▸ **PROVIDED INFORMATION**
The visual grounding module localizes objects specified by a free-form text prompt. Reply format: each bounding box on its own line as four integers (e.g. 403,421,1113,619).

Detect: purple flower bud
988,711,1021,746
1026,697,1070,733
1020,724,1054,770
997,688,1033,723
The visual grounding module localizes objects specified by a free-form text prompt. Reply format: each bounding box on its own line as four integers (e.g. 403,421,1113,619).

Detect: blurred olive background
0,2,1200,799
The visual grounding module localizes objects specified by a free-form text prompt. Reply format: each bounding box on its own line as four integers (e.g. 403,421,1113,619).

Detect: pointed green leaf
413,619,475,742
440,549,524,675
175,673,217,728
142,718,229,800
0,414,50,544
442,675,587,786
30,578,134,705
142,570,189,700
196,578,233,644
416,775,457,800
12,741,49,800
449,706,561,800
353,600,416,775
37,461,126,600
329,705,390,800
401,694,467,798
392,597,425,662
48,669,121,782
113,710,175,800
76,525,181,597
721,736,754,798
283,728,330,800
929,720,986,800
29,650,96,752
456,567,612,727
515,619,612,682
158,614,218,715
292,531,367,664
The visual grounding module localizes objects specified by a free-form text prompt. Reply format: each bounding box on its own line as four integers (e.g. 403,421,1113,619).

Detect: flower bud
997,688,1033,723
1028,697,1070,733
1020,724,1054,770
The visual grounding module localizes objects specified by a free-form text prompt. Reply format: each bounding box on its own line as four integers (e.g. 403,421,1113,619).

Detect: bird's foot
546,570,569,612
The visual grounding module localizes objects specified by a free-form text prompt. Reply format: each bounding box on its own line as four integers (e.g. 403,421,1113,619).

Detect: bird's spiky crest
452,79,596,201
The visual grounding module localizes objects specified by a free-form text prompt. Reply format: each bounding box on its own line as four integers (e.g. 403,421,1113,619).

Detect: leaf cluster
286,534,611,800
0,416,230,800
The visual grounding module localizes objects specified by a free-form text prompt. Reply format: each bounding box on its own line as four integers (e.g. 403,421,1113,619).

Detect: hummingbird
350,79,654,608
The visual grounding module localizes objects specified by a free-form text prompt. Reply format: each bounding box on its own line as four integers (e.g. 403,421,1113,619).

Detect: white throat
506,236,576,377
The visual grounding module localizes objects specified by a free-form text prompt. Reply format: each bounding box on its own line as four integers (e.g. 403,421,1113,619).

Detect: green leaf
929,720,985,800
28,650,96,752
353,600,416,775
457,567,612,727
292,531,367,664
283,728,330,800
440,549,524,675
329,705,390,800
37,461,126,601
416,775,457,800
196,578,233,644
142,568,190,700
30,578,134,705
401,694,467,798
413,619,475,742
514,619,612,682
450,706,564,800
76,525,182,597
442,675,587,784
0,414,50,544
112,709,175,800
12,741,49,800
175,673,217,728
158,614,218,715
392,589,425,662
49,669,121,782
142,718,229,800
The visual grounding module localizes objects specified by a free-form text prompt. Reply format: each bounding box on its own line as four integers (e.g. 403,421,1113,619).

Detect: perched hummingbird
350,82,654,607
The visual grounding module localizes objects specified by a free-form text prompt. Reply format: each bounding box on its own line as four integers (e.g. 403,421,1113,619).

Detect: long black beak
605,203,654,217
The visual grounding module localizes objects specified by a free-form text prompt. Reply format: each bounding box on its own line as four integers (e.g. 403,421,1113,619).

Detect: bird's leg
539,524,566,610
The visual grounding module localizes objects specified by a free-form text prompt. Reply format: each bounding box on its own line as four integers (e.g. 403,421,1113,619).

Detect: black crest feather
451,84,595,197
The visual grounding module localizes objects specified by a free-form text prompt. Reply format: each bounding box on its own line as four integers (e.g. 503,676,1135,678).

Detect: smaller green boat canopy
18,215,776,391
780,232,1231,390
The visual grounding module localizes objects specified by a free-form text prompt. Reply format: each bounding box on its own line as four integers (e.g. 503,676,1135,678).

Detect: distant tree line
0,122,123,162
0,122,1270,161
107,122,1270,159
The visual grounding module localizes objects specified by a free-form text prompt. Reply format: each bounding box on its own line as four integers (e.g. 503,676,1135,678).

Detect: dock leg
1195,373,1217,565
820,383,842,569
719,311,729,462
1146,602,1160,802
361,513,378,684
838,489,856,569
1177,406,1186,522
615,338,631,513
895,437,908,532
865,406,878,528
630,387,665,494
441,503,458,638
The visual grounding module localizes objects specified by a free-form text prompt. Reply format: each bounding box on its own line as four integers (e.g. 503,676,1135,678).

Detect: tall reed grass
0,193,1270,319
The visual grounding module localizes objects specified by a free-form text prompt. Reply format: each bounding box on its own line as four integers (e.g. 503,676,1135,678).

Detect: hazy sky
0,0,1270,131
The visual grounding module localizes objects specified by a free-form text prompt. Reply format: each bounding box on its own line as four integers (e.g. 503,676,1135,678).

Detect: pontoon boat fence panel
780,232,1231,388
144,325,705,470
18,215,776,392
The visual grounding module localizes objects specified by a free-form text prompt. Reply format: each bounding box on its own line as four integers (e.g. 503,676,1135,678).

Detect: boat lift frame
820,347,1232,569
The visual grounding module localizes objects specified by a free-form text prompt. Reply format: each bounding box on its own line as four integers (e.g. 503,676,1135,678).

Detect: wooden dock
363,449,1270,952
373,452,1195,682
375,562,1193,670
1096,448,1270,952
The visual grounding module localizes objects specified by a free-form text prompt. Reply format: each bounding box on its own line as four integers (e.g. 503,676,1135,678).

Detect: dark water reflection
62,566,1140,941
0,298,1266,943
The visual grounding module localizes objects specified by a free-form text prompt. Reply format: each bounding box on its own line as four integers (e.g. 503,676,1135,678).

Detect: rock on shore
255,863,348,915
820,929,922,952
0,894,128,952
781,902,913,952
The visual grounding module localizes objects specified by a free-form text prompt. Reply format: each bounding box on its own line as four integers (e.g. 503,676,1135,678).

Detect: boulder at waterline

▸ **EXERCISE INSTRUCTIONS**
Reproduce every one of the entries above word for word, including each line and all the numbers, without changing anything.

▸ **SOLUTION BELOW**
The visual grounding module localizes objects specified by a free-form text prompt. Reply format: each bounding box on its own line as four integers (e.g. 403,421,1113,619).

Detect: purple flower bud
988,711,1021,746
1026,697,1070,733
1020,724,1054,770
997,688,1033,723
The visual grounding module localizes objects specified by a free-form text prompt. Reply format: each bounding box on its own line as four integers (e.g. 403,421,1113,619).

Detect: blurred olive background
0,2,1200,799
The visual grounding module localizes objects specified by a free-form text prompt. Reply format: each bounding box on its own line as four integers (e.g. 403,421,1113,619).

Detect: pointed green leaf
413,619,475,742
440,549,524,675
175,673,217,728
142,718,229,800
0,414,50,544
442,675,587,786
30,578,134,705
142,570,189,700
196,578,233,644
416,775,457,800
12,741,49,800
449,706,561,800
353,600,416,775
37,461,126,600
329,705,390,800
401,694,467,798
392,597,425,662
48,669,121,782
113,710,175,800
76,525,181,597
721,736,754,798
283,728,330,800
929,720,986,800
29,650,96,752
456,567,612,727
515,619,612,682
158,614,218,715
292,531,367,664
The visual grounding module localizes objects specified by a free-form text prompt. Reply format: each bounding box on its own line as four integers (e.g. 403,421,1113,619).

Detect: flower bud
997,688,1033,723
1028,697,1070,733
1020,724,1054,770
The visual grounding module localizes objects specified by a free-form text prompt. Reply format: each bounding box on its own line as four integers (e.g. 403,421,1113,619).

Detect: bird's foot
546,570,569,612
The visual grounding module localizes objects specified by a free-form text prompt. Reply format: each bounding box on its own line as four integers (e.g. 403,421,1113,619).

Detect: bird's spiky crest
452,79,596,201
The visual grounding module localizes objects specified by a free-form text prompt. Reply format: each bounding box on its own line as four integers (e.g. 403,421,1113,619).

Detect: leaf cluster
286,534,611,800
0,416,230,800
The visual grounding module localizes objects specified by a free-form text prompt. Reply format: each bounding box on its own line as four integers (e.g. 403,421,1113,619).

Detect: hummingbird
350,79,654,608
The visual grounding module localizes objects specified by a free-form text prompt. Reply format: each bounding box on its own line as four integers (e.g. 403,421,1113,619).

Detect: white throat
506,236,576,377
The visual grounding module localizes objects specified by a free-form text prompt. Reply format: each bounding box on its own line as four integers (e.g. 403,421,1113,619).

Detect: green leaf
929,720,985,800
28,650,96,752
353,600,416,775
457,567,612,727
292,531,367,664
283,728,330,800
440,549,524,675
329,705,390,800
37,461,126,601
416,775,457,800
196,578,233,644
142,568,190,700
30,578,134,705
401,694,467,798
413,619,475,742
514,619,612,682
450,706,564,800
76,525,182,597
442,675,587,784
0,414,50,544
112,709,175,800
12,741,49,800
175,673,217,728
158,614,218,715
392,589,425,662
49,669,121,782
142,718,229,800
The visual grounding module localizes objects specified by a free-form text prompt. Reply format: each bounding box on its own line as four integers (e.g. 403,421,1113,619).

Detect: perched hummingbird
350,82,654,607
The visual grounding module localizes objects specified by a free-form text prompt. Reply format: each bounding box on its own line as four integers (e.g. 403,421,1113,619).

Detect: long black beak
605,203,654,217
The visual grounding module localizes objects specified by a free-form text prompt. Reply format: each bounding box on its own line as four integers (e.g. 403,421,1113,619).

Detect: bird's leg
539,524,566,610
The visual grounding module localizes objects specified by a free-form text prompt. Reply format: each bounding box on its own line as four integers (e.g. 403,421,1113,619).

Detect: black crest feather
451,84,595,197
The visual grounding module localizes objects specified by a free-form text prompt. Reply format: each bounding box on its own line as four integers (e.g. 503,676,1135,678).

Detect: smaller green boat canopy
18,215,776,391
780,232,1231,390
The visual grounding module localizes objects specified by a free-form text prompt. Reply format: each bounding box on its own line as four integers (e.g. 503,676,1135,678).

Detect: distant tree line
0,122,123,162
0,122,1270,161
107,122,1270,159
The visual grounding module localizes objects specified by a free-form text prompt. Reply format: each bounding box on its own line as four integers (e.g. 503,676,1135,678).

Detect: dock leg
1195,373,1217,565
820,383,842,569
719,311,729,462
1146,602,1160,802
361,513,378,684
838,489,856,569
1177,406,1186,522
615,338,631,513
895,437,908,532
865,406,878,528
630,387,665,494
441,503,458,638
The visual grounding module localizes objects specified by a free-form text prompt. Reply format: each bounding box on its own line as four integers (e.g. 503,676,1135,678).

Detect: tall reed grass
0,193,1270,319
The visual grounding module localizes objects specified by a free-form text prompt. Reply format: each bounding box on its own line as four integers (e.g. 503,676,1135,678).

Detect: hazy sky
0,0,1270,131
The visual grounding module localizes objects specified by a free-form text prompt. Reply format: each bounding box on its own line as four integers (e.g. 503,676,1135,678).

Detect: pontoon boat fence panel
780,232,1231,388
144,325,705,470
18,215,776,392
The visual grounding module localizes objects specified by a free-form text prompt. Reply format: each bounding box on its own line as four integers (e.g. 503,676,1135,678).

Detect: boat lift frame
820,347,1232,569
The visual grounding module localizes objects specified by a free-form text prompt. Reply format: each bounding box on its own line as four integers (e.g. 503,676,1135,678).

Detect: wooden dock
363,449,1270,952
373,452,1195,682
375,562,1193,670
1096,448,1270,952
The visual grounding module localizes objects specified by a free-form text prompt. Reply format: each bounding box on its own line as four integers (e.g. 503,676,1135,678).

Detect: dark water reflection
62,566,1140,941
0,298,1266,943
The visual grounding module localizes objects specified by a free-form text prompt. Reply format: each bounding box on its own line as four integers (e.g. 503,676,1135,678).

Detect: rock on shore
255,863,348,915
820,929,922,952
0,894,128,952
781,902,913,952
The visual grounding module localizes objects specified by a free-form text prompt. Reply format: each bounding box on its own line as four integers (e.g. 503,676,1135,678).

Detect: boulder at waterline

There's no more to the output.